Given instruction:
Rewrite every line of the records below, requests included, scaling each coordinate in the answers by 1.45 and rounding to the nearest whole number, with halves rounded up.

[Items from a data source]
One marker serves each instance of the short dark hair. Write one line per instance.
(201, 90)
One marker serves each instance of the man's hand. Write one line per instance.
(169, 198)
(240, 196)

Correct output:
One marker serves each instance of the short dark hair. Write one line per instance.
(291, 131)
One marker serves each instance of the man's hand. Write one line per instance.
(245, 287)
(348, 284)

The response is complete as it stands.